◆ **Task description**
Copy every line of the listing exactly.

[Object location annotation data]
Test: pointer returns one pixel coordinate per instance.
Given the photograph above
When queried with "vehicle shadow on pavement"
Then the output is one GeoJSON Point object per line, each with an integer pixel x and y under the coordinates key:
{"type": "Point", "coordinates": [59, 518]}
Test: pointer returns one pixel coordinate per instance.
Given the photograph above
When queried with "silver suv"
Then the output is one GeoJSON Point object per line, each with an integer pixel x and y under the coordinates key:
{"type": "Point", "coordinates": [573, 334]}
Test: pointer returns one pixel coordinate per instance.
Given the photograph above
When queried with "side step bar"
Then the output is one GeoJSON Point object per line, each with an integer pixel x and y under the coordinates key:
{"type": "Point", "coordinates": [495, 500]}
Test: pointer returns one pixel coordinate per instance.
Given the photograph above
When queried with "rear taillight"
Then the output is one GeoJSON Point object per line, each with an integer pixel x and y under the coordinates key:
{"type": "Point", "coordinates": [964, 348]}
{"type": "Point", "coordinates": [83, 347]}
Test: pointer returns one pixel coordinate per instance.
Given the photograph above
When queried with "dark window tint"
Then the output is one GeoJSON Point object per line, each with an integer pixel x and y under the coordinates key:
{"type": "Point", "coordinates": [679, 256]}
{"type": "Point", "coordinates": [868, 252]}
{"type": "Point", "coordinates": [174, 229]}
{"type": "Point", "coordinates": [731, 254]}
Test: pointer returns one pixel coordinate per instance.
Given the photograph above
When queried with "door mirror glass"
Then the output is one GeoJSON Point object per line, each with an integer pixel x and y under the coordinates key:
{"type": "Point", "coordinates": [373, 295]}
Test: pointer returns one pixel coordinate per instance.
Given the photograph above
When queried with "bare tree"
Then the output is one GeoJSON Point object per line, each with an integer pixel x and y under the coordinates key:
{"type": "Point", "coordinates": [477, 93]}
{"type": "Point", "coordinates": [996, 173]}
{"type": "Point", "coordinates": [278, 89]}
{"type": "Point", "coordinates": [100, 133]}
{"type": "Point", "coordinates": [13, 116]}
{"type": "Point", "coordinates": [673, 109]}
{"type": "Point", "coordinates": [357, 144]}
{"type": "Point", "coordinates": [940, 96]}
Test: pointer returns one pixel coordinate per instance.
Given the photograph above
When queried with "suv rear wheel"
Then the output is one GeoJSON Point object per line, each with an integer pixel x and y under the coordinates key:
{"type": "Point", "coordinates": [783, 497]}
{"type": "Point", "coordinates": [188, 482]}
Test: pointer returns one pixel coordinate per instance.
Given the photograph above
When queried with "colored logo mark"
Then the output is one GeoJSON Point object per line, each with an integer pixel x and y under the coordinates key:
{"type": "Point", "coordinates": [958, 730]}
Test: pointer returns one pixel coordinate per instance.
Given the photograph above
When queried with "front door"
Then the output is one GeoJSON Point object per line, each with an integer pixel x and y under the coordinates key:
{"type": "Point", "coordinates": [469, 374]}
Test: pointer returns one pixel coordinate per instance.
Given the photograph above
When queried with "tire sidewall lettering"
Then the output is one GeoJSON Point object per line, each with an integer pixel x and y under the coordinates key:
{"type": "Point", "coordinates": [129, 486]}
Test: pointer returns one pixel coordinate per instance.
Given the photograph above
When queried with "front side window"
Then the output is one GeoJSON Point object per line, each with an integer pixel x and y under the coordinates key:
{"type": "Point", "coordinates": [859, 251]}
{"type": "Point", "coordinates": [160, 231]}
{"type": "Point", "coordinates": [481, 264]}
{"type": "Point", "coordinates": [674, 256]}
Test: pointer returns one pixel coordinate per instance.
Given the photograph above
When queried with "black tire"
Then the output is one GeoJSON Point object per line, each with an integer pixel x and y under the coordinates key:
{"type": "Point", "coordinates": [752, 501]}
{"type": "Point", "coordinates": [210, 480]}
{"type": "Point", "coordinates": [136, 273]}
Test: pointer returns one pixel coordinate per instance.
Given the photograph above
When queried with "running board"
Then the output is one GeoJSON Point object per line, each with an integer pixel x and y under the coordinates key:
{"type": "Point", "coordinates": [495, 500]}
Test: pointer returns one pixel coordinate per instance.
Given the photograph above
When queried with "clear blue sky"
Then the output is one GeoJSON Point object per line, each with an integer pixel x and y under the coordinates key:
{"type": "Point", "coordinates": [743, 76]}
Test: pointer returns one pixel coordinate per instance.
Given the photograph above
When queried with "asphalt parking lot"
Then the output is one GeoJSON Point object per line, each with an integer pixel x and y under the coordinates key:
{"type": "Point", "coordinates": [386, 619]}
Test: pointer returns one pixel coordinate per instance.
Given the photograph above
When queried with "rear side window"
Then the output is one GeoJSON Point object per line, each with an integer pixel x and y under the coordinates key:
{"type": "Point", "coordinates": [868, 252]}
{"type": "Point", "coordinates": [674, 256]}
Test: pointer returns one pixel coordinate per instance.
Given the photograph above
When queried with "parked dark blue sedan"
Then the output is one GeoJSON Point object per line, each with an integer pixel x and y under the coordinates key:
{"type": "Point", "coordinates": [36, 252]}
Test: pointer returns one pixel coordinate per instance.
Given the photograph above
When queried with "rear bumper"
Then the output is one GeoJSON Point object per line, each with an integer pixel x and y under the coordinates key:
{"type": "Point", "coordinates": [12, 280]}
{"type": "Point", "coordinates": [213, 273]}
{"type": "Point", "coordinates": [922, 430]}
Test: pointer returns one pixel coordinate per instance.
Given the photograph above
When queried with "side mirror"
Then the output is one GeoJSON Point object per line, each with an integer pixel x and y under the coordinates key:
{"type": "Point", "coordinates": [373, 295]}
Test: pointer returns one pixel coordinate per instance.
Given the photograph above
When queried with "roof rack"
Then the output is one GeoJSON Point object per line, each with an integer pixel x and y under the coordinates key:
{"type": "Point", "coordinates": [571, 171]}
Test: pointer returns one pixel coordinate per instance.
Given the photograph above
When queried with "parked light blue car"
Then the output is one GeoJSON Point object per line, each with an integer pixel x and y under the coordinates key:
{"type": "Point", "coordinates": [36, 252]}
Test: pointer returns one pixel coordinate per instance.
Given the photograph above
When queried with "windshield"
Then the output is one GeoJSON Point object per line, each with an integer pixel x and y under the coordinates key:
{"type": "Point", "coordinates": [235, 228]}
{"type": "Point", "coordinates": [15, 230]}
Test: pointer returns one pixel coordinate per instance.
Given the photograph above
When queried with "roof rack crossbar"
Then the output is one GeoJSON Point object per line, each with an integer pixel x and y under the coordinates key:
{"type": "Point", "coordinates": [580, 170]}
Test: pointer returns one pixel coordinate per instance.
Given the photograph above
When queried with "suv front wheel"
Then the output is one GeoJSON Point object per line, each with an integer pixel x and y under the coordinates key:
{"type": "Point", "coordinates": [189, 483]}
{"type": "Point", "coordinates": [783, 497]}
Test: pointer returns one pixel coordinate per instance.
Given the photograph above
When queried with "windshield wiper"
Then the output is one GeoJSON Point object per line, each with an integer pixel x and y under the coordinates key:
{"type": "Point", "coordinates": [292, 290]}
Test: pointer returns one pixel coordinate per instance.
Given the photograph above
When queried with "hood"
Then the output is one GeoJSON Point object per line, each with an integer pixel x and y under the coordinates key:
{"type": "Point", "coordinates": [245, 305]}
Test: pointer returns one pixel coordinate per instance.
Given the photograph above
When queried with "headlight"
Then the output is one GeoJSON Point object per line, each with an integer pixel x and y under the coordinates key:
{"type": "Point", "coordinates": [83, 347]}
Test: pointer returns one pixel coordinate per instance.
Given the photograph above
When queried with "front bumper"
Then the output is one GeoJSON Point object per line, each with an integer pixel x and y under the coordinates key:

◆ **Answer below**
Test: pointer returns one pixel coordinate per instance.
Given the photograph above
When queried with "vehicle shadow on pavement"
Then the output is one GeoJSON Point object per line, each with an integer pixel x and y under the coordinates key:
{"type": "Point", "coordinates": [59, 518]}
Test: pointer returns one pixel coordinate per instance.
Given the photograph above
When queried with "silver suv"
Then the output is one GeoJSON Point object per line, each with an integer pixel x and y under the coordinates key:
{"type": "Point", "coordinates": [573, 334]}
Test: pointer returns one pixel coordinate per instance.
Given the photograph above
When queried with "side step bar"
Then the output is one GeoJSON Point object per line, each with an integer pixel x and y under the coordinates key:
{"type": "Point", "coordinates": [495, 500]}
Test: pointer returns one pixel coordinate per instance.
Given the photograph above
When queried with "rear taillight"
Then the output is one GeoJSON Point object per line, each with an integer pixel x and y under the coordinates key:
{"type": "Point", "coordinates": [964, 348]}
{"type": "Point", "coordinates": [83, 347]}
Test: pointer returns one pixel coordinate per instance.
Given the photograph above
When queried with "dark window tint"
Then the output is one GeoJSON Point object per line, each with an integer pixel x and y under the coordinates key:
{"type": "Point", "coordinates": [679, 256]}
{"type": "Point", "coordinates": [868, 252]}
{"type": "Point", "coordinates": [174, 229]}
{"type": "Point", "coordinates": [731, 254]}
Test: pointer returns one pixel coordinate per instance.
Given the photograph above
When queried with "door mirror glass"
Then the output is one GeoJSON Point object per line, each with an integer pixel x and y under the coordinates key:
{"type": "Point", "coordinates": [373, 295]}
Test: pointer returns one pixel coordinate per instance.
Given the photograph above
When queried with "bare tree"
Then the output is one GeoJSON Point object per line, each with an integer pixel x and y under the coordinates key:
{"type": "Point", "coordinates": [477, 93]}
{"type": "Point", "coordinates": [996, 173]}
{"type": "Point", "coordinates": [278, 89]}
{"type": "Point", "coordinates": [100, 133]}
{"type": "Point", "coordinates": [13, 116]}
{"type": "Point", "coordinates": [673, 109]}
{"type": "Point", "coordinates": [357, 144]}
{"type": "Point", "coordinates": [940, 96]}
Test: pointer returns one pixel coordinate per instance.
Given the photograph above
When queried with "suv rear wheel"
Then the output is one GeoJSON Point object per line, each with an integer pixel x and y under the coordinates key:
{"type": "Point", "coordinates": [783, 497]}
{"type": "Point", "coordinates": [188, 482]}
Test: pointer returns one pixel coordinate per instance.
Given the photograph above
When queried with "colored logo mark"
Then the output is one GeoJSON Point object per line, each with an integer pixel x and y under the coordinates key:
{"type": "Point", "coordinates": [958, 730]}
Test: pointer returns one pixel coordinate per instance.
Given the photograph above
When queried with "front door"
Then the output is one GeoJSON Point object per line, each with an integer pixel x and y under the coordinates key:
{"type": "Point", "coordinates": [469, 374]}
Test: pointer returns one pixel coordinate per instance.
Given the photograph above
When queried with "tire sidewall lettering"
Then the output is one GeoJSON Point object per line, each with an integer pixel x and y under the coordinates key:
{"type": "Point", "coordinates": [129, 486]}
Test: pointer returns one pixel coordinate per instance.
Given the photograph above
When queried with "front side window"
Then the output is one GeoJSON Point object per line, each with an integer pixel x and y under the coordinates key:
{"type": "Point", "coordinates": [859, 251]}
{"type": "Point", "coordinates": [160, 231]}
{"type": "Point", "coordinates": [481, 264]}
{"type": "Point", "coordinates": [674, 256]}
Test: pointer returns one pixel coordinate per instance.
Given the photograph above
When queried with "black tire"
Then the output is one GeoJSON Point object per line, each with an integer pixel x and y under the coordinates key:
{"type": "Point", "coordinates": [752, 501]}
{"type": "Point", "coordinates": [210, 480]}
{"type": "Point", "coordinates": [136, 273]}
Test: pointer returns one pixel coordinate per instance.
Given the photograph above
When queried with "running board"
Then the output is one GeoJSON Point object per line, each with an integer pixel x and y under the coordinates key:
{"type": "Point", "coordinates": [495, 500]}
Test: pointer returns one pixel coordinate per instance.
Given the photograph above
When queried with "clear blue sky"
Then the output is one GeoJSON Point object per line, each with an integer pixel x and y under the coordinates key:
{"type": "Point", "coordinates": [743, 76]}
Test: pointer returns one pixel coordinate per instance.
Given the photograph above
When queried with "asphalt parking lot"
Then the output is one GeoJSON Point object per line, each with an integer pixel x and y under the coordinates key:
{"type": "Point", "coordinates": [386, 619]}
Test: pointer returns one pixel coordinate per instance.
Given the photograph above
When queried with "rear side window"
Then the output is one GeoJSON Point object per line, each with an integer pixel x and y under the coordinates key:
{"type": "Point", "coordinates": [868, 252]}
{"type": "Point", "coordinates": [674, 256]}
Test: pointer returns one pixel coordinate per instance.
Given the photograph above
When queried with "parked dark blue sedan"
Then the output is one GeoJSON Point object per line, each with an integer pixel x and y under the coordinates key:
{"type": "Point", "coordinates": [36, 252]}
Test: pointer returns one pixel coordinate per instance.
Given the photograph above
When queried with "rear bumper"
Then the output is one GeoJSON Point object per line, each with an integer pixel x and y under the coordinates key:
{"type": "Point", "coordinates": [12, 280]}
{"type": "Point", "coordinates": [213, 273]}
{"type": "Point", "coordinates": [922, 430]}
Test: pointer returns one pixel coordinate per instance.
Given the photograph above
When queried with "side mirror"
Then the output is one GeoJSON Point object per line, each with an integer pixel x and y under the coordinates key:
{"type": "Point", "coordinates": [373, 295]}
Test: pointer returns one pixel coordinate per instance.
Given the photograph above
When queried with "roof rack"
Then the output is one GeoJSON Point object per line, each with an integer pixel x and y under the coordinates key:
{"type": "Point", "coordinates": [571, 171]}
Test: pointer returns one pixel coordinate per instance.
Given the photograph above
When queried with "parked light blue car"
Then the output is one GeoJSON Point object per line, each with an integer pixel x and y under the coordinates key:
{"type": "Point", "coordinates": [36, 252]}
Test: pointer returns one pixel coordinate per instance.
Given the photograph above
When queried with "windshield"
Then the output is one GeoJSON Point object per line, each with an integer pixel x and y under the coordinates key:
{"type": "Point", "coordinates": [235, 228]}
{"type": "Point", "coordinates": [15, 230]}
Test: pointer returns one pixel coordinate per instance.
Given the photograph above
When queried with "roof rack crossbar"
Then the output is one GeoJSON Point object per line, each with an integer pixel x and y under the coordinates key:
{"type": "Point", "coordinates": [580, 170]}
Test: pointer returns one pixel coordinate per instance.
Given the photograph above
When queried with "suv front wheel"
Then the output is one GeoJSON Point object per line, each with an integer pixel x and y under the coordinates key:
{"type": "Point", "coordinates": [189, 483]}
{"type": "Point", "coordinates": [783, 497]}
Test: pointer returns one pixel coordinate per instance.
Given the photograph above
When queried with "windshield wiper"
Then the output is one GeoJSON Point object per line, each with an integer pixel x and y under the coordinates key:
{"type": "Point", "coordinates": [292, 290]}
Test: pointer returns one pixel coordinate per instance.
Given the photograph above
When queried with "hood"
Then the output is one GeoJSON Point object per line, each with an integer pixel x and y under the coordinates key:
{"type": "Point", "coordinates": [245, 305]}
Test: pointer returns one pixel coordinate per instance.
Given the photograph above
When queried with "headlight"
Then the output is one GeoJSON Point object per line, each with an integer pixel x and y under the coordinates key:
{"type": "Point", "coordinates": [83, 347]}
Test: pointer returns one pixel coordinate per instance.
Given the photograph above
When queried with "front bumper"
Then the output is one GeoJSON Point object per line, each with an integer pixel x and y under the coordinates key:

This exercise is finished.